**Document text**
— Start —

Mike Nudelman 

I was born and raised on Long Island, New York and currently live in Santa Fe, New Mexico. I received my BFA in Printmaking from Cornell University and attended the School of the Art Institute of Chicago for my MFA in Painting & Drawing. Before settling in beautiful Santa Fe, I lived in Brooklyn, New York.

I am a Santa Fe-based artist making enigmatic landscape drawings with ballpoint pen on paper. The size of small hairs with the occasional inky misfire, my methodically layered iridescent pen strokes blend to create a rich and complex surface. The images are inspired by a variety of historical and popular romantic sources, such as the luminous Hudson River School paintings of Albert Bierstadt and Frederic Edwin Church, the earnest outer space paintings of astronaut-artists Alan Bean and Alexei Leonov, the psychedelic prints of Wyland and Thomas Kinkade, and the troves of otherworldly imagery accessible on the internet. I think of my drawings as apparitions of these sources, one step further removed, revealing phenomena more similar to what you may hazily recall from a dream than from observation. Much like the dazzling pixels on a screen or the pointillist Ben-Day Dots of a print, the ballpoint pen strokes simultaneously mask and reveal what lies beyond the paper’s facade.

— End —

**Material supplied**
— Start —

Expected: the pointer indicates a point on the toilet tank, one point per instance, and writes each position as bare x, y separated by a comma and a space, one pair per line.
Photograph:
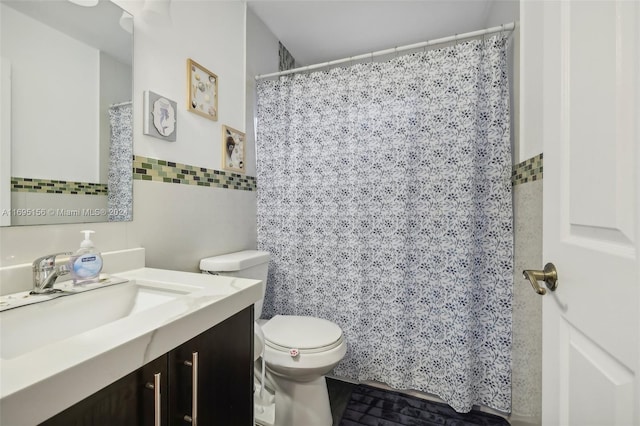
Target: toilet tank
252, 264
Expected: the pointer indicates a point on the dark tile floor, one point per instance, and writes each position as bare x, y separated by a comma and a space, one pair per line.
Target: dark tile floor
339, 394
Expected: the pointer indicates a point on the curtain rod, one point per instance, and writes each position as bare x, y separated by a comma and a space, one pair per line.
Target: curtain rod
504, 27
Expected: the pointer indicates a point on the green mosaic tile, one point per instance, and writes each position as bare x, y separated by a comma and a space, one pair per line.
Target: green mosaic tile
47, 186
527, 171
186, 174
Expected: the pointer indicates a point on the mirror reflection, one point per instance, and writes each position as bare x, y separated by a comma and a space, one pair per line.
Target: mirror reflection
65, 118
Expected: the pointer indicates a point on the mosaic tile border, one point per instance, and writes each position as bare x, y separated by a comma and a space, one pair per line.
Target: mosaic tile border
528, 171
47, 186
151, 169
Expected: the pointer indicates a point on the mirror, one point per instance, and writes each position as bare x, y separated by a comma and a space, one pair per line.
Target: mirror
65, 118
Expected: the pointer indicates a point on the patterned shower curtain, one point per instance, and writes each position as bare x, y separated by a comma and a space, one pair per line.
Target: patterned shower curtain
120, 179
384, 197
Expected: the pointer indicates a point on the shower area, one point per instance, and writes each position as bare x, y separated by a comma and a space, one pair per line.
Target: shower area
390, 198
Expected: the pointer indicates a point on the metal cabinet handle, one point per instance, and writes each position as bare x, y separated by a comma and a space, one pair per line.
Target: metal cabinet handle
193, 418
549, 275
157, 407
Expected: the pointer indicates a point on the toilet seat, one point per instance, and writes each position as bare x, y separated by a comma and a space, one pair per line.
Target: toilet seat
305, 334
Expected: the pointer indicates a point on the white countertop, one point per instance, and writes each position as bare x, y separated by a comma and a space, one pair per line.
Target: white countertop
38, 384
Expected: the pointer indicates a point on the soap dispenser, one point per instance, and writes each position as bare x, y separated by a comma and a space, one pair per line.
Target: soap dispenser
86, 263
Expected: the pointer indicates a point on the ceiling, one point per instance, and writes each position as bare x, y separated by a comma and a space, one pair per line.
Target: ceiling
318, 31
96, 26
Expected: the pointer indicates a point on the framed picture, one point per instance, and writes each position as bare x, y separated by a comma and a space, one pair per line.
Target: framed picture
203, 90
160, 117
233, 147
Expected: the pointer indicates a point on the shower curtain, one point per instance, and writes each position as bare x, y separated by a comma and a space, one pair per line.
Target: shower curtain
384, 197
120, 179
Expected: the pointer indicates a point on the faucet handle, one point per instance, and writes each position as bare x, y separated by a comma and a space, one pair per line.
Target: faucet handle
49, 260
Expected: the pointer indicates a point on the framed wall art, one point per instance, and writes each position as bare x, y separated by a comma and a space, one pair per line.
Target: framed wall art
203, 90
233, 147
160, 117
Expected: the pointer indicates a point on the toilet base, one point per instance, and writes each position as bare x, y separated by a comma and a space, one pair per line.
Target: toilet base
264, 408
302, 403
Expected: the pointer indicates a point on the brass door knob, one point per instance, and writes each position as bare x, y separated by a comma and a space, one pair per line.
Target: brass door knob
549, 275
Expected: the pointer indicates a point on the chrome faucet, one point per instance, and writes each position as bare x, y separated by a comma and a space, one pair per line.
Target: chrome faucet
45, 272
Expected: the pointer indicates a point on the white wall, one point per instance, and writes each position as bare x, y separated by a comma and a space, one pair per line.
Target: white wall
531, 34
45, 63
262, 58
177, 224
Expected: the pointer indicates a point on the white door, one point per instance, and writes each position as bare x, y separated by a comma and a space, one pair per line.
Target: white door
591, 323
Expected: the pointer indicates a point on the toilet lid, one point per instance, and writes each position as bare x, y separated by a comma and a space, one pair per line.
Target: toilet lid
304, 333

— End —

**Instructions**
1. Update the part of the Mike Nudelman text that opens with the words "I was born and" and closes with "Brooklyn, New York.", writing "Manhattan" in place of "Brooklyn".
2. Go on with the Mike Nudelman text from the point where it stops.
The rows are separate material with no connection to the Mike Nudelman text.

**Final results**
1.
I was born and raised on Long Island, New York and currently live in Santa Fe, New Mexico. I received my BFA in Printmaking from Cornell University and attended the School of the Art Institute of Chicago for my MFA in Painting & Drawing. Before settling in beautiful Santa Fe, I lived in Manhattan, New York.

2.
Untitled 5,  2019. Ballpoint pen on paper, 5.5 x 4 inches

Untitled 5, 2019. Ballpoint pen on paper, 5.5 x 4 inches

Interview with Mike Nudelman

Questions by Andreana Donahue

Where are you from originally? Were there any early experiences that shaped your desire to pursue art-making?
I grew up in St. James, New York. My parents aren’t artists, but are both very creative. For as long as I can remember, drawing has just been what I’ve done — for fun, for meditation, for education, and for a career. Long Island is a beautiful mix of malls, beach towns, chain restaurants, and farms. It concludes on one end with the Atlantic Ocean and on the other with New York City. 

What motivated your move to New Mexico? Does this expansive, desert landscape or its history provide inspiration for you?
New Mexico has such a fascinating diversity of cultures and climates. You can walk past thousand year old petroglyphs on a short hike after work. 

You’ve created various drawings after Hudson River School painters, including Church and Bierstadt. How have the aspirations associated with traditional landscape painting influenced your work?
The traditional idea of landscape paintings as windows overlooking sublime and magical worlds is really funny to me. It’s so absurd and romantic that I find it nearly impossible to relate to. I love Church and Bierstadt in particular because they seem like such modern thinkers. Looking at their monumental paintings it’s clear that the object’s surface is more active than a mere pane of glass between viewer and vista. It is a screen that simultaneously conceals and contains the world within. They traveled America and the world making sketches and studies, then returned to their studios to mash them together into pictures better than the real thing. Those guys got that time is a relative construct, and those paintings are timeless.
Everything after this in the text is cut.